**Written problem:** In the essay about the 2019-2020 academic year, who does the writer say will suffer the most in the meantime?

**Supplied text:**
begin
I hear students, hear faculty saying that we should just give up on the 2019-2020 academic year, that it is unimportant in this moment whether or not we met the learning outcomes and goals. Which is in one sense true, but in another sense somewhat short-sighted because there will be an after-this-moment where meeting the learning outcomes is required, is necessary. What if it is decided that it is all in fact arbitrary, and thus permanently unnecessary?

Because it is all arbitrary, isn’t it? Well, no, not really, there is knowledge that can and should be known, there are values and skills that we want to have, to learn. Can all of this be done at home, alone? Do we want it done that way? How do we argue that schooling, post-secondary in particular, is important, should be supported, after decades of erosion of public support?  The house of cards comes tumbling down.

And maybe it should, one would argue, and we can build something better! But in the meantime, it is those who are most vulnerable who will suffer the most. The revolution is always distributed unevenly. My kids will be fine, more likely than not. We, our family, will be fine. We will probably, hopefully, be involved in the rebuilding if one occurs. But not everyone will be so lucky, so privileged, and instead be further excluded and marginalized, further made to suffer.

That some may, inevitably, regrettably, suffer isn’t an argument for the status quo, but instead a reminder that for all those who do see this as an opportunity, there are those who will not, will never benefit, just in potentially different ways that they do and and cannot in the present moment. I don’t know how we move forward, but eventually we must, and we have to do better.
end
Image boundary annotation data
begin
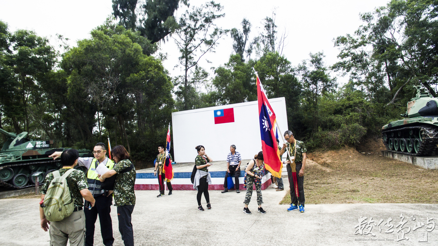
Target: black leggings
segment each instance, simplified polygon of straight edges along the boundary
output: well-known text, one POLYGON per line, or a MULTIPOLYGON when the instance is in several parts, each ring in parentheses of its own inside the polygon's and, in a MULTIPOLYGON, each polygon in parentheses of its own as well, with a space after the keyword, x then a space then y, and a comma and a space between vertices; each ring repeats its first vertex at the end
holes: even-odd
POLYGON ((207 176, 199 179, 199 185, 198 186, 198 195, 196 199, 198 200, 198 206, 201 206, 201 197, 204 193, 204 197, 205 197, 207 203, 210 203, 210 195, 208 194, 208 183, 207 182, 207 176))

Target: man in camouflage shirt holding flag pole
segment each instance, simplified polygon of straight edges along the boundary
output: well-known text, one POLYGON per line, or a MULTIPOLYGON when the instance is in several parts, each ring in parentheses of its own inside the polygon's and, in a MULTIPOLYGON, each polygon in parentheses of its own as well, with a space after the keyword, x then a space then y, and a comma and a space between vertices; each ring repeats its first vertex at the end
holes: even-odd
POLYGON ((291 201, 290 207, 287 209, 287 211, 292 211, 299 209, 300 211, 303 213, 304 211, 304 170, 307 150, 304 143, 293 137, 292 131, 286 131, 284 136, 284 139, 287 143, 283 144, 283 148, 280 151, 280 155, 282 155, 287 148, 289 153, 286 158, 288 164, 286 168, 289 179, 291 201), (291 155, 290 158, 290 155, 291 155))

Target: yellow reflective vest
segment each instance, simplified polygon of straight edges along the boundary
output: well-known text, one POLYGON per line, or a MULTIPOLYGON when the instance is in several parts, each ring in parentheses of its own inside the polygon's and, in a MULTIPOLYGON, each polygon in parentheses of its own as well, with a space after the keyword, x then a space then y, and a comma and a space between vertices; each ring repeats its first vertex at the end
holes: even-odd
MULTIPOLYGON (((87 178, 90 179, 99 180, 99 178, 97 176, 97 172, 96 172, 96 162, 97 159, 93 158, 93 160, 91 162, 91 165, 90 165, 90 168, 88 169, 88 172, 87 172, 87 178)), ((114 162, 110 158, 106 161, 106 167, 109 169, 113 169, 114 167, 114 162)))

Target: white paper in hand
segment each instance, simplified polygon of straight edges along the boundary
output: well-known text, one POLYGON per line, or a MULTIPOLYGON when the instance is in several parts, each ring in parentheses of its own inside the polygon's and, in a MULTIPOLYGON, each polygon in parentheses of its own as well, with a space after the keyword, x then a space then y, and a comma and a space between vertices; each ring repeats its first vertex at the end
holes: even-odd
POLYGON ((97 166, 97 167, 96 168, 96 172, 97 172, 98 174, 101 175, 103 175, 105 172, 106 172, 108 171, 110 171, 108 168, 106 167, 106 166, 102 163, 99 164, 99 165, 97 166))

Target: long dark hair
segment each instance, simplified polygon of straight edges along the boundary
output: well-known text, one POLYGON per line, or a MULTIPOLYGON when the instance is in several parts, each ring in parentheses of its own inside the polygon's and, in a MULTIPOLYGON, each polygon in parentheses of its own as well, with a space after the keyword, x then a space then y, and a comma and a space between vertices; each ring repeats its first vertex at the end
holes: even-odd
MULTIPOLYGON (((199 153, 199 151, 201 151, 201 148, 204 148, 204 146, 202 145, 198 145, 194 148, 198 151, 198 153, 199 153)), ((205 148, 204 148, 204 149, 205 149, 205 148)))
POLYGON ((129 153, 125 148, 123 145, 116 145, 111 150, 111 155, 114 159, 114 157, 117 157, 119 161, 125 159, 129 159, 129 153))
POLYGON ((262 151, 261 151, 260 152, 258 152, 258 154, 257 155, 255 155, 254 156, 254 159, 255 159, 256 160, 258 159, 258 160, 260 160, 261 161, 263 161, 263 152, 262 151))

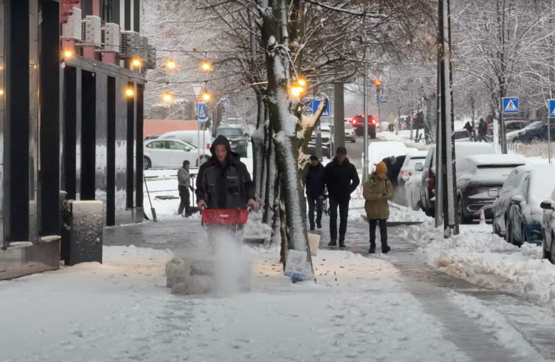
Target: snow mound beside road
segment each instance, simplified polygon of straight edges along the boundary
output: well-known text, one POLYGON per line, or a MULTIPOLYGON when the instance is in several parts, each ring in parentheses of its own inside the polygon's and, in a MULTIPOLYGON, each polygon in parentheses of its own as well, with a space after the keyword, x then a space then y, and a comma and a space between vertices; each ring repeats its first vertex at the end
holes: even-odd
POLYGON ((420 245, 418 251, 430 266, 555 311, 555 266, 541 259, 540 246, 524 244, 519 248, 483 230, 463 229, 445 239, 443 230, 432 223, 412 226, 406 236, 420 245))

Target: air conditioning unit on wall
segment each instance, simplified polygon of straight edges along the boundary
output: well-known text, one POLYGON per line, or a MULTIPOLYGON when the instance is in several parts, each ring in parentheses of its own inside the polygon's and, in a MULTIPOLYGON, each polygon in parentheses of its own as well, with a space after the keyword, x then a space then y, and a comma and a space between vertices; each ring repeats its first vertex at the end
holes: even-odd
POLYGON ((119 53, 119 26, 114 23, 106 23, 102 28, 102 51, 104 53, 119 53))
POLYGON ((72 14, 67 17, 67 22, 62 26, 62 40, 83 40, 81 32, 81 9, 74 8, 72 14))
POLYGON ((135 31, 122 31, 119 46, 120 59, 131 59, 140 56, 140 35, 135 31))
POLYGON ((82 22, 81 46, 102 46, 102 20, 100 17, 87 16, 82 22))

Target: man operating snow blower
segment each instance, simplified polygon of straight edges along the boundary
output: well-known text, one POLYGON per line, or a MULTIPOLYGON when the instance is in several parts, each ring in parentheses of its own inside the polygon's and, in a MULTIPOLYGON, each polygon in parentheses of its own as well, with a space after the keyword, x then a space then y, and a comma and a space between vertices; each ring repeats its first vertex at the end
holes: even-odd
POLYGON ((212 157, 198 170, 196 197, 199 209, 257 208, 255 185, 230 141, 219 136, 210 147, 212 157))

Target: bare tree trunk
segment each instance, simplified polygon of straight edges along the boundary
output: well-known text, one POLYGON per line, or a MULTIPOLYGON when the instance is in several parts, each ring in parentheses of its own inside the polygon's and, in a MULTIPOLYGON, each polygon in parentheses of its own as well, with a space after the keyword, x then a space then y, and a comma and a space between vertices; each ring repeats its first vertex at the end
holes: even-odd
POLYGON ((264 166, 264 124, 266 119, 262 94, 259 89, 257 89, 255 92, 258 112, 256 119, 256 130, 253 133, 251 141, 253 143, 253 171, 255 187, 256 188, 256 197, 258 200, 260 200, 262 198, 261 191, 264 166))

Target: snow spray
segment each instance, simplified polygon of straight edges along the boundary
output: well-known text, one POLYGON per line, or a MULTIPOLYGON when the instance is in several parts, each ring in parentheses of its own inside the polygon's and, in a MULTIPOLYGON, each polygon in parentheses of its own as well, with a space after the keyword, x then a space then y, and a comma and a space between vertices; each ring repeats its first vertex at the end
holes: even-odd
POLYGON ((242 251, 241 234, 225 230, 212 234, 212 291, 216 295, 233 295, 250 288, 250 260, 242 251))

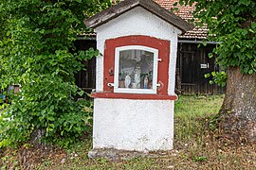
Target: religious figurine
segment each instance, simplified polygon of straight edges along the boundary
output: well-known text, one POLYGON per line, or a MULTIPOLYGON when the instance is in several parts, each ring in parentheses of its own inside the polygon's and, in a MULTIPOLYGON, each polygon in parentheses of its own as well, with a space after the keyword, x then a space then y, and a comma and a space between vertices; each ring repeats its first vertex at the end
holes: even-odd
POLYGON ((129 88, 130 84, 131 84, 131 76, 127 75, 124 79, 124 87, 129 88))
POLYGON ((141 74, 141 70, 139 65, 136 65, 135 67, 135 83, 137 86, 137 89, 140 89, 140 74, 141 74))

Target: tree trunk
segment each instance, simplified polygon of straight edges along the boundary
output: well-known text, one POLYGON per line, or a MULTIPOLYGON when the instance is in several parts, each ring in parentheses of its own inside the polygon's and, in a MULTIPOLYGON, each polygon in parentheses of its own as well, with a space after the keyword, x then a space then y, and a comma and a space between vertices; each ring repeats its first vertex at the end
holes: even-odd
end
**Response below:** Those who are most vulnerable.